→ Exercise material
═══
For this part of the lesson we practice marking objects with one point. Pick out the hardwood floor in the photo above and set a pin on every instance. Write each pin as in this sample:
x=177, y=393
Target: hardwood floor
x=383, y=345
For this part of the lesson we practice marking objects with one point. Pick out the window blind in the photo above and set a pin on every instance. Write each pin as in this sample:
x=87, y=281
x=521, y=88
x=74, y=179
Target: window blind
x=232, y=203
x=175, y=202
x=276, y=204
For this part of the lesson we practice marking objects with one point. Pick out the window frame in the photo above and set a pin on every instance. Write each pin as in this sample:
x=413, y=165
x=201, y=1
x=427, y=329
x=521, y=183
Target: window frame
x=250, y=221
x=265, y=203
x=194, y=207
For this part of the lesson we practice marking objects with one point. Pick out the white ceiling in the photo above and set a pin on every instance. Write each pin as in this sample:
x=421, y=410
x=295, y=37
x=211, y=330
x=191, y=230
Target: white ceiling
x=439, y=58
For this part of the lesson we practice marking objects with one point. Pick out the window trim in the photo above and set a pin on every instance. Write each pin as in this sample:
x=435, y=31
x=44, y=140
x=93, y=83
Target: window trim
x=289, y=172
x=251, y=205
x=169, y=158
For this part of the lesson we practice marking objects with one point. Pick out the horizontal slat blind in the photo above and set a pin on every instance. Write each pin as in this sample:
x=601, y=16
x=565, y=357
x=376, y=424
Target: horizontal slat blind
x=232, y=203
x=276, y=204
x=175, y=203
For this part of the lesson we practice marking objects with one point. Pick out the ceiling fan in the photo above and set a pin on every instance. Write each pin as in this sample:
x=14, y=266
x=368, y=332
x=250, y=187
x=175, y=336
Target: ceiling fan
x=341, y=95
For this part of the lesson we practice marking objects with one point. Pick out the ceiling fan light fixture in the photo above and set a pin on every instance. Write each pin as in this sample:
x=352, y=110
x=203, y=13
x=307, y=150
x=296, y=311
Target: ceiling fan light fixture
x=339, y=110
═══
Please reproduce character for character the lines from the one containing "the window blind" to the one containing "x=194, y=207", including both of those lines.

→ Exercise result
For this part of the lesson we practice marking objects with one point. Pick out the window blind in the photo above and set a pin on every instance. Write each pin as in this sample:
x=87, y=281
x=521, y=88
x=74, y=179
Target: window blind
x=232, y=203
x=175, y=202
x=276, y=204
For this part of the lesson we practice marking objects with one point. Pick out the window frame in the photo above and set a pin on every instance. Write each pin as in this sample:
x=413, y=165
x=201, y=1
x=427, y=329
x=521, y=183
Target: window frame
x=250, y=221
x=265, y=203
x=194, y=207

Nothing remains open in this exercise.